(WRITTEN EXERCISE) Put the records into a two-column CSV with the headers "input" and "output". Use one row per record, with its text and its answer each in a single double-quoted field and line breaks replaced by spaces. Start at the line that has "Target: gravel ground" and continue through the end of the records.

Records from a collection

____

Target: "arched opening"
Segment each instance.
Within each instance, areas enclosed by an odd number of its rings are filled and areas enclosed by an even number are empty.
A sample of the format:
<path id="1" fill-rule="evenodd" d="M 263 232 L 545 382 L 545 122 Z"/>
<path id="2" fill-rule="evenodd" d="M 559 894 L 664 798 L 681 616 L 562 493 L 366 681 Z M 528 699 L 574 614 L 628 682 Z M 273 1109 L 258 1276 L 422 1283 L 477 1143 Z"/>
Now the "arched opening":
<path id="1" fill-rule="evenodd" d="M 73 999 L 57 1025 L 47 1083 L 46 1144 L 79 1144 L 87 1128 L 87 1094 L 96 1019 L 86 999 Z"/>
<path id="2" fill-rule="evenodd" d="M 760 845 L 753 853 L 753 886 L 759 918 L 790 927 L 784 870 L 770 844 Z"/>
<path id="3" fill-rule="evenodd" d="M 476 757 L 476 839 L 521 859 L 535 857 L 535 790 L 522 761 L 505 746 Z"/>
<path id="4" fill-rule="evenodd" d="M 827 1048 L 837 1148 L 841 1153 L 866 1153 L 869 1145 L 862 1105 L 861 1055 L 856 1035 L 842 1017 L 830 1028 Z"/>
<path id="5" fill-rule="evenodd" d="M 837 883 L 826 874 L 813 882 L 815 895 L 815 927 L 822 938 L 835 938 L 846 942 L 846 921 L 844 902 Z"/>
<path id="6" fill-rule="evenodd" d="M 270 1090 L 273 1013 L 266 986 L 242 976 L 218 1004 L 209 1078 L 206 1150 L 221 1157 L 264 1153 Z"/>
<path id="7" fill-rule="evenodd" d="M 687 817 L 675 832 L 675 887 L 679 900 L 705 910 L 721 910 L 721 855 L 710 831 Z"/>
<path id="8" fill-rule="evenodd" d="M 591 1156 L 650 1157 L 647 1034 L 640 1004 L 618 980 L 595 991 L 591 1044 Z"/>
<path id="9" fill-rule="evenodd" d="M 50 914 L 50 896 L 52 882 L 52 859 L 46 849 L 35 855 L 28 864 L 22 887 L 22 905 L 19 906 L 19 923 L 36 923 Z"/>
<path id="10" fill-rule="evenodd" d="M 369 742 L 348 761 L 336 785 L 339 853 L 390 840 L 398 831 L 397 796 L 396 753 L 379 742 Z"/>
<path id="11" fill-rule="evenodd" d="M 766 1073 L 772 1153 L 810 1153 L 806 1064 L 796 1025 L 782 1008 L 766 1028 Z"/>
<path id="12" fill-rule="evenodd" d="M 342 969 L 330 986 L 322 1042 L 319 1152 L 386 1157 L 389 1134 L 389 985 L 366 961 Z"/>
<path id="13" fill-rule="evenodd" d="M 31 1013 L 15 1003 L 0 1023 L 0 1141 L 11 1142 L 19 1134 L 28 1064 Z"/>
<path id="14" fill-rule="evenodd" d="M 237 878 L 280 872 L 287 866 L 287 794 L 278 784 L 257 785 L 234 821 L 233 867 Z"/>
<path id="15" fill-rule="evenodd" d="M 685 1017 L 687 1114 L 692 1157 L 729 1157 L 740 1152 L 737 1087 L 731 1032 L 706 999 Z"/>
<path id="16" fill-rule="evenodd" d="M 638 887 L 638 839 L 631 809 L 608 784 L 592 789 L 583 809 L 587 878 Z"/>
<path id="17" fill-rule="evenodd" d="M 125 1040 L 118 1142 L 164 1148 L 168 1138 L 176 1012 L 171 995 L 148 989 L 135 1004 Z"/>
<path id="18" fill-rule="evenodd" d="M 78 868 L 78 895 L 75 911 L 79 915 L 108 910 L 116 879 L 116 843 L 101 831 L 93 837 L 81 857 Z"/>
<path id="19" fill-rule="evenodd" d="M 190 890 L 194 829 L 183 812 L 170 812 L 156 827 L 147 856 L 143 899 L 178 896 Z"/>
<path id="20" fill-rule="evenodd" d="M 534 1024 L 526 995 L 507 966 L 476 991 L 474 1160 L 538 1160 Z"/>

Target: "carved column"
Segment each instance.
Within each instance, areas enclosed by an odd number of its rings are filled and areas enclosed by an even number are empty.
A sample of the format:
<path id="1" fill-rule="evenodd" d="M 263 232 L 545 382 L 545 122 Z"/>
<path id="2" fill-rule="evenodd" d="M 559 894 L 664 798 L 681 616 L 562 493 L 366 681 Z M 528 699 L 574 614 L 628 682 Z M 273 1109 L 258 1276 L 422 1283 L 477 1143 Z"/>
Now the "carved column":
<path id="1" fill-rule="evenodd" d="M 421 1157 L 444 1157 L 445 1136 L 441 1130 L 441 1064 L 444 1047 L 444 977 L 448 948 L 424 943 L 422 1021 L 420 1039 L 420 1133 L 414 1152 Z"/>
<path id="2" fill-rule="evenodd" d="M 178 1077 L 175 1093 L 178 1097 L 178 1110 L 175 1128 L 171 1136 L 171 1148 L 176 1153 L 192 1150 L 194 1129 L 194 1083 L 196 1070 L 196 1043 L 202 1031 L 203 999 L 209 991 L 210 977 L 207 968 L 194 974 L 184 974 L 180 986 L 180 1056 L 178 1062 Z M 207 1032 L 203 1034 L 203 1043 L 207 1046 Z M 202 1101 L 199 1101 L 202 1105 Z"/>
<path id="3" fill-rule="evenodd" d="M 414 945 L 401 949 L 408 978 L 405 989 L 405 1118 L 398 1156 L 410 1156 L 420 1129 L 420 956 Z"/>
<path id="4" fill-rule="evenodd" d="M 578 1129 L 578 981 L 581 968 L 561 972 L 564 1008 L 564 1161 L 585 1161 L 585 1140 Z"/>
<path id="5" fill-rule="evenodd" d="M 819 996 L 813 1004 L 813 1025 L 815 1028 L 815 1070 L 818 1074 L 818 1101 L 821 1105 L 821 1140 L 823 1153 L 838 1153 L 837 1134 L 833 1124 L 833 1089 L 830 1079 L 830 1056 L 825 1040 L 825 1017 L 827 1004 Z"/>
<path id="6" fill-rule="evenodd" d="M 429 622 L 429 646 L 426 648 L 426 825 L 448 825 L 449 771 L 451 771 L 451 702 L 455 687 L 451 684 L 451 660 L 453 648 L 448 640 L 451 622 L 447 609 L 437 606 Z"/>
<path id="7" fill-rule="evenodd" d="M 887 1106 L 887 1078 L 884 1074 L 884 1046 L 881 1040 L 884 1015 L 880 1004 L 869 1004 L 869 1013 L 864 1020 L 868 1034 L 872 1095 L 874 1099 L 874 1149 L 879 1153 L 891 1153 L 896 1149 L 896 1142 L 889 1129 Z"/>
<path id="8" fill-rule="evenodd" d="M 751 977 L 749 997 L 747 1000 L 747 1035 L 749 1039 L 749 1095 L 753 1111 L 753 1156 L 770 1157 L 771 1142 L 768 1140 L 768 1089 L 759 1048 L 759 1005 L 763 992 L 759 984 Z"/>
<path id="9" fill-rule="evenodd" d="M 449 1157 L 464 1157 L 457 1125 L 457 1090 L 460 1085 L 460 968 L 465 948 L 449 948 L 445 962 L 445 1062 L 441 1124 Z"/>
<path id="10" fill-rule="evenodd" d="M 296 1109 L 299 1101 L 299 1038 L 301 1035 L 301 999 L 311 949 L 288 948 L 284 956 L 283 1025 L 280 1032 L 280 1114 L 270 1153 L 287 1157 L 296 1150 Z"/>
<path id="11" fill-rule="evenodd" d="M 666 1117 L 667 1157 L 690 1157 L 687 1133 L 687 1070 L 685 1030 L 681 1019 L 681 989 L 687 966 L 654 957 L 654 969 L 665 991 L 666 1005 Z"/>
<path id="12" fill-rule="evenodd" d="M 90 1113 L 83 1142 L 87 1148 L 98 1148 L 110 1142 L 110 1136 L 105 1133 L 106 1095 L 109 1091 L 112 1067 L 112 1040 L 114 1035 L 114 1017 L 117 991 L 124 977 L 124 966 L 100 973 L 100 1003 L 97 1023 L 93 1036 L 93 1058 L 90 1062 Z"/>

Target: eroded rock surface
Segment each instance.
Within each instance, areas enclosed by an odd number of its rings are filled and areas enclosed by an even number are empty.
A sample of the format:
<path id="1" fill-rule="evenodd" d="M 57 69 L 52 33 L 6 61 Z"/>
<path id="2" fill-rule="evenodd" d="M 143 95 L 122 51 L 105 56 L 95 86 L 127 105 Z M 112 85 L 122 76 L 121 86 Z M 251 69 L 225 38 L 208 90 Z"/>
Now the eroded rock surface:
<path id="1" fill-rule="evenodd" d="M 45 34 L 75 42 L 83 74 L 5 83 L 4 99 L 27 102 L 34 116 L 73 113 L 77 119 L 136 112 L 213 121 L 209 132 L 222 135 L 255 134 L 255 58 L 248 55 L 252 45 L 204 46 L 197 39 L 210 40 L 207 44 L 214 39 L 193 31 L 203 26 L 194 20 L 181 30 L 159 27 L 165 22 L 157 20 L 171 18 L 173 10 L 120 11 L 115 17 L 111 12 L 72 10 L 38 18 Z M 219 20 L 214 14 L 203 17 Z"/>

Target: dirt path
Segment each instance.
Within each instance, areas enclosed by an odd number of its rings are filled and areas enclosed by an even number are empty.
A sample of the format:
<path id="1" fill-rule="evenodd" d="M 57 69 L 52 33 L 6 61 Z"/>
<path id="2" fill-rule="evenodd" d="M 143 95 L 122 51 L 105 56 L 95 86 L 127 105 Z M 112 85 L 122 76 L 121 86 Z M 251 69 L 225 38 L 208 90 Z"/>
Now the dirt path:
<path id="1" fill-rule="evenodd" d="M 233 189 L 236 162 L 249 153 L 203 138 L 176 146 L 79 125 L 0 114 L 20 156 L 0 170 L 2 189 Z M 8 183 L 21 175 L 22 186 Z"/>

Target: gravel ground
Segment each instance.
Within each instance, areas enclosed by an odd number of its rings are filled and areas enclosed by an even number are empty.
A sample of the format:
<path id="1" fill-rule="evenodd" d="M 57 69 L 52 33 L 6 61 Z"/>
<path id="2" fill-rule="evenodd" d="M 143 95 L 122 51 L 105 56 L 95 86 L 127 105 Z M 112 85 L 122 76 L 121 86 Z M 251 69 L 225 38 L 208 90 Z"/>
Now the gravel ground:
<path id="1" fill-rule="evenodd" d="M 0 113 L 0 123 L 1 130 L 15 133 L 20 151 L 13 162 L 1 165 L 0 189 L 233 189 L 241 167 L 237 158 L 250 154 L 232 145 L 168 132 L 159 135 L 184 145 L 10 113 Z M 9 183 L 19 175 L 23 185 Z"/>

____

(FINAL ANSWER)
input,output
"Target: gravel ground Segment each instance. Within each instance, areas enclosed by an odd number of its rings are filled and areas enclosed by an even number are empty. A sample of the format: <path id=""1"" fill-rule=""evenodd"" d=""M 57 69 L 52 33 L 6 61 Z""/> <path id=""2"" fill-rule=""evenodd"" d=""M 143 95 L 122 51 L 105 56 L 95 86 L 127 105 Z M 112 85 L 122 76 L 121 86 Z M 251 69 L 225 38 L 208 90 Z""/> Now the gravel ground:","<path id=""1"" fill-rule=""evenodd"" d=""M 0 113 L 0 123 L 1 130 L 15 133 L 20 151 L 13 162 L 1 165 L 0 189 L 233 189 L 241 167 L 237 158 L 250 154 L 232 145 L 168 132 L 159 135 L 184 145 L 10 113 Z M 9 183 L 19 175 L 23 185 Z""/>"